=== MATERIAL PROVIDED ===

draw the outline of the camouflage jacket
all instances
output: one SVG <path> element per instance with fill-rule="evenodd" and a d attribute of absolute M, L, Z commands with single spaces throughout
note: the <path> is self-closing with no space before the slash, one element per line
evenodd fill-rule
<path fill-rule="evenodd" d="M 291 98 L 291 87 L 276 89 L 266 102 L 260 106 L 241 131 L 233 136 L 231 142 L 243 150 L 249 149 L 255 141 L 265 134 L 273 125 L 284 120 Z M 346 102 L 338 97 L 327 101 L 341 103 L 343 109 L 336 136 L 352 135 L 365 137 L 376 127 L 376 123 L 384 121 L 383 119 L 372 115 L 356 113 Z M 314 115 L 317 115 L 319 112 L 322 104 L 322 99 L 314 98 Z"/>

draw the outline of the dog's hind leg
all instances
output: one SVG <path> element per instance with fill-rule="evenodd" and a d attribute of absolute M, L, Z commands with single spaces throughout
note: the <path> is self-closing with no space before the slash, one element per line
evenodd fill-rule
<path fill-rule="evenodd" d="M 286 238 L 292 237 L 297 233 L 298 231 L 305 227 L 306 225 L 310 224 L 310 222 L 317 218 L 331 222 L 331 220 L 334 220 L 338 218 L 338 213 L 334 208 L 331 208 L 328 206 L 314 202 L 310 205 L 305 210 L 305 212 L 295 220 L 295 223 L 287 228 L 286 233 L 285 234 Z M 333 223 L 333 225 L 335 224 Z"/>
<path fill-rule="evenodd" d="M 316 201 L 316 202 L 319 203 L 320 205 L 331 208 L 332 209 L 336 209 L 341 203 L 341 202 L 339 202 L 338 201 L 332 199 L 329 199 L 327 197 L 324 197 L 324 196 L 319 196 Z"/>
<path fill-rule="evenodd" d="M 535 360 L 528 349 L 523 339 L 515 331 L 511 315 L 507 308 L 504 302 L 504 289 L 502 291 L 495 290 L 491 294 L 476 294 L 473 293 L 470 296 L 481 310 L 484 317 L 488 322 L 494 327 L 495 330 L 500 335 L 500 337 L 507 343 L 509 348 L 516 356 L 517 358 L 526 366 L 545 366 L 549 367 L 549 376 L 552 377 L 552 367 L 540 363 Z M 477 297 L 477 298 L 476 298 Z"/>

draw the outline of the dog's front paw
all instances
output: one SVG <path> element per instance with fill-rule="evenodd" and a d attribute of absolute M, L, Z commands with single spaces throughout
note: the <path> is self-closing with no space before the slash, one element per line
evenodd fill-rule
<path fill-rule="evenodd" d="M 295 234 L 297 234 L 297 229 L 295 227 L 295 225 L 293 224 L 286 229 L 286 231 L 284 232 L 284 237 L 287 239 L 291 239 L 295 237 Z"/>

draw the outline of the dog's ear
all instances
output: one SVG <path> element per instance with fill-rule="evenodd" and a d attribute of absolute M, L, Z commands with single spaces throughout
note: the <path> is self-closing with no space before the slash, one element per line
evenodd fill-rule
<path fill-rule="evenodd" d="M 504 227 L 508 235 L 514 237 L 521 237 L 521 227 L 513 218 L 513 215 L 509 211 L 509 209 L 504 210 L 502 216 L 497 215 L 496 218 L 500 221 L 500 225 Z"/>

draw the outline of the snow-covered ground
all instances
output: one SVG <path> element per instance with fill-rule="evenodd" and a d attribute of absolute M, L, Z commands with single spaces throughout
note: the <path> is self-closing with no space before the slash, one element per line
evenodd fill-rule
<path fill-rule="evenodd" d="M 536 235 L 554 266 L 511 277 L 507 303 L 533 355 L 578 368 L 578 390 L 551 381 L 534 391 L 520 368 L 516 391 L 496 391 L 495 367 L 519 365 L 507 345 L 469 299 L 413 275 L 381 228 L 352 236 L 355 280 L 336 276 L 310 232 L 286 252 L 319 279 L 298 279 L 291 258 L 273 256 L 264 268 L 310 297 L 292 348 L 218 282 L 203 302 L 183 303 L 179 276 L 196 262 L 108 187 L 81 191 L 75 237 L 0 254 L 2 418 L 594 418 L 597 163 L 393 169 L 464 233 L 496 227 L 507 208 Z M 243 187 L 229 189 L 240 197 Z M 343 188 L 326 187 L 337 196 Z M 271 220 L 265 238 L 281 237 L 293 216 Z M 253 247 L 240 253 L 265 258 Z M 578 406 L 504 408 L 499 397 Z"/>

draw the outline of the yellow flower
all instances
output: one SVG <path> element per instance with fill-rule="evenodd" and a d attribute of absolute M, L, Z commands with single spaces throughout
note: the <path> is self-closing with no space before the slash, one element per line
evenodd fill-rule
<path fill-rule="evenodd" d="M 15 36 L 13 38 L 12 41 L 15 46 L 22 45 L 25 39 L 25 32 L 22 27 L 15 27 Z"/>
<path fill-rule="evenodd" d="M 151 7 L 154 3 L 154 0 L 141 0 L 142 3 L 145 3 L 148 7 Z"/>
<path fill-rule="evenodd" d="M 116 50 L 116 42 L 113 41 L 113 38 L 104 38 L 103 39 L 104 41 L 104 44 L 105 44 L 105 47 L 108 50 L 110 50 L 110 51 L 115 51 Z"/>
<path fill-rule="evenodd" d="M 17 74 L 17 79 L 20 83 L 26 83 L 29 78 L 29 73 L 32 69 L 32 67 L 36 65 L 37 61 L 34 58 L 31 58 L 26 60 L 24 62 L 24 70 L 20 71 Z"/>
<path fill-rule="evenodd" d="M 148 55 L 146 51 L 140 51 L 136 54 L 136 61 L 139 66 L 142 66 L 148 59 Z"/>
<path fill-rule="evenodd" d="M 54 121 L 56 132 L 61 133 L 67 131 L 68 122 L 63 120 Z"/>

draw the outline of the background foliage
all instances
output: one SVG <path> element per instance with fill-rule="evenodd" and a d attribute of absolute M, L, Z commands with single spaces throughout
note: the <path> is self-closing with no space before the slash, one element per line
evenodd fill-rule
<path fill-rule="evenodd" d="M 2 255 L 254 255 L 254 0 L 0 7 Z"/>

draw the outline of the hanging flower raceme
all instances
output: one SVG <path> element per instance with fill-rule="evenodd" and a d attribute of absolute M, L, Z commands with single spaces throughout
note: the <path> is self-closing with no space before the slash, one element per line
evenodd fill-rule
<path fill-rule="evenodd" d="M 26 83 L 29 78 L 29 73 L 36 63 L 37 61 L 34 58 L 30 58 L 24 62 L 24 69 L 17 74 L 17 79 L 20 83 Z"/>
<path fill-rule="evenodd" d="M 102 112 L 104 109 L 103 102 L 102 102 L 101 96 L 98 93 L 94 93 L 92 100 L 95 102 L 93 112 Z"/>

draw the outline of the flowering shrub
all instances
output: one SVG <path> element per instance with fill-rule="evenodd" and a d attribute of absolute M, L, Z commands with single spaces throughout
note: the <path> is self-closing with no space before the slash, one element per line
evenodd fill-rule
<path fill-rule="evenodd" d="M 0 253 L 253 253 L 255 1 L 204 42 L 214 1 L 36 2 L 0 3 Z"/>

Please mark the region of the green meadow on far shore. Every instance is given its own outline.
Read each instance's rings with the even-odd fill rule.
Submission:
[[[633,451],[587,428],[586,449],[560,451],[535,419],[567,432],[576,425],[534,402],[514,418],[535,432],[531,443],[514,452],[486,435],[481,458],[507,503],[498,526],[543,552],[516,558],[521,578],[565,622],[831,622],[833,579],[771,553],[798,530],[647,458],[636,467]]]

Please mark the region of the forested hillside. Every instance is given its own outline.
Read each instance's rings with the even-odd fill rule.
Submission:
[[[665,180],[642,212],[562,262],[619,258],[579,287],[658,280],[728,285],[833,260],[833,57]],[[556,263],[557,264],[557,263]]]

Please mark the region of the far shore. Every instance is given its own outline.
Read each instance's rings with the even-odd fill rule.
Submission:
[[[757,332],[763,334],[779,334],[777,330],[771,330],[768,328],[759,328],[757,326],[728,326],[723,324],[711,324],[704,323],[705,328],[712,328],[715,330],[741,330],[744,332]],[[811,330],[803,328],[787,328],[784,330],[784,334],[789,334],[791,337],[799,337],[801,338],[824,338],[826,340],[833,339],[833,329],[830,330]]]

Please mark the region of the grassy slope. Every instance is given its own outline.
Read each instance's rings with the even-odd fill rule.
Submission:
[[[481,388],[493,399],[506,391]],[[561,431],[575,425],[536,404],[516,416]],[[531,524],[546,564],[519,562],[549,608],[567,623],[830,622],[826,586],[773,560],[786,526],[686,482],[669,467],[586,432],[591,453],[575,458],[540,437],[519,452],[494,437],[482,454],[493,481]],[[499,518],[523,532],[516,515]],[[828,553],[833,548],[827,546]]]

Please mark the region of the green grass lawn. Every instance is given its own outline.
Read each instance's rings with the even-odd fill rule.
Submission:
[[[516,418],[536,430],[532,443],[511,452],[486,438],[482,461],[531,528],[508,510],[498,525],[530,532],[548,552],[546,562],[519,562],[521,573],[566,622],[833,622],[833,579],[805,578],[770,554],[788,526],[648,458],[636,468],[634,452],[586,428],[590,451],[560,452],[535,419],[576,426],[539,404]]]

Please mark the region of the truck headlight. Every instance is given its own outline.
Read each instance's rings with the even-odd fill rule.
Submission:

===

REQUEST — Produce an exact copy of the lines from the one containing "Please mark the region of the forested" through the last line, and of nothing else.

SOLUTION TO THIS EXERCISE —
Please mark the region of the forested hillside. Every instance is given its own outline.
Read each instance's rings with the even-odd fill rule.
Submission:
[[[665,180],[642,212],[562,262],[619,258],[579,287],[658,280],[728,285],[833,260],[833,57]],[[556,263],[557,264],[557,263]]]

Please mark the region of the far shore. Every instance is given its own outline.
Read each instance's rings with the even-odd fill rule.
Submission:
[[[757,332],[763,334],[779,334],[777,330],[771,330],[768,328],[759,328],[757,326],[728,326],[723,324],[711,324],[704,323],[705,328],[712,328],[715,330],[741,330],[744,332]],[[811,330],[803,328],[787,328],[784,330],[784,334],[789,334],[791,337],[799,337],[801,338],[824,338],[826,340],[833,339],[833,329],[830,330]]]

Please mark the region of the grassy slope. Every instance is given its own outline.
Read each instance's rings with the even-odd fill rule.
Submission:
[[[481,388],[493,399],[506,391]],[[561,431],[575,425],[536,404],[516,416]],[[531,524],[546,564],[519,562],[549,608],[567,623],[830,622],[826,586],[773,560],[786,526],[686,482],[669,467],[586,432],[591,453],[575,458],[540,437],[519,452],[494,437],[482,454],[493,481]],[[499,518],[523,532],[516,515]],[[828,553],[833,548],[827,546]]]

Please mark the region of the green grass lawn. Every instance is given its own outline.
Read each instance's rings with the even-odd fill rule.
Submission:
[[[516,418],[536,430],[532,443],[511,452],[486,438],[482,461],[531,528],[508,510],[498,525],[530,532],[548,552],[546,562],[519,562],[521,573],[566,622],[833,622],[833,579],[805,578],[770,554],[788,526],[648,458],[636,468],[634,452],[586,428],[590,451],[560,452],[535,419],[576,426],[539,404]]]

Please mark the region of the truck headlight. Every instance is given its own outline.
Read each instance's rings with the even-odd fill rule.
Submission:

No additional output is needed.